EXERCISE PROMPT:
Rewrite the data below as a numbered list with one line per item, leaving out any blank lines.

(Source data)
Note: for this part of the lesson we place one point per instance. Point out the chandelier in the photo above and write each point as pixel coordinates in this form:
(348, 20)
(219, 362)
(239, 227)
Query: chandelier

EXERCISE RESPONSE:
1. Note: for this part of the lesson we place one point per instance. Point out the chandelier in the photo above and write each point as pixel coordinates in this form:
2. (348, 20)
3. (219, 362)
4. (239, 227)
5. Query: chandelier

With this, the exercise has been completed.